_WHAT IS BEING ASKED_
Copy out every record precisely.

───

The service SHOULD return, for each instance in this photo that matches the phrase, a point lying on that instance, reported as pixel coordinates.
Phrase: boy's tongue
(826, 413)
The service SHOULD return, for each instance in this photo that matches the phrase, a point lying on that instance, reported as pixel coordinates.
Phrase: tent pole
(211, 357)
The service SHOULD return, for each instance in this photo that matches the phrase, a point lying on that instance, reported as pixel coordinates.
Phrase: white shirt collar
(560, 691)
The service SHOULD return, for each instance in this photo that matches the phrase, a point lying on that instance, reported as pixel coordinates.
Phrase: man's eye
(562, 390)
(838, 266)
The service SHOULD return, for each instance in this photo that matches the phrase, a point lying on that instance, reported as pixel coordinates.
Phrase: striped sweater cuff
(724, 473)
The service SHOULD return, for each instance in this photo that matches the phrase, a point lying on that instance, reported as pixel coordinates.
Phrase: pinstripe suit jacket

───

_SOLUTION FOR THIS PROBLEM_
The service SHOULD return, for each instance in this photo that matches the phrase, a point lying on that instance, reported as pixel coordinates.
Phrase: boy's tongue
(826, 413)
The service SHOULD return, for each instance in this photo that matches the phrase, a point lying on that instance, reported as pixel coordinates.
Phrase: tent pole
(211, 357)
The service SHOULD return, for each instance in this photo that matches the phrase, a point lying on that instance, reported as pixel coordinates.
Phrase: white shirt collar
(560, 691)
The service SHOULD return, for each instance in this photo that matches the phrase, a point lying on that instance, reported as pixel coordinates.
Phrase: man's eye
(562, 390)
(838, 266)
The service SHOULD return, for each instance in this photo that matches the phrase, a point lying on that instance, reported as pixel coordinates.
Phrase: striped sweater cuff
(724, 473)
The service SHOULD return, for each instance in this photo that matches the phrase, a point lying on that instance, reported as pixel coordinates.
Phrase: pinstripe suit jacket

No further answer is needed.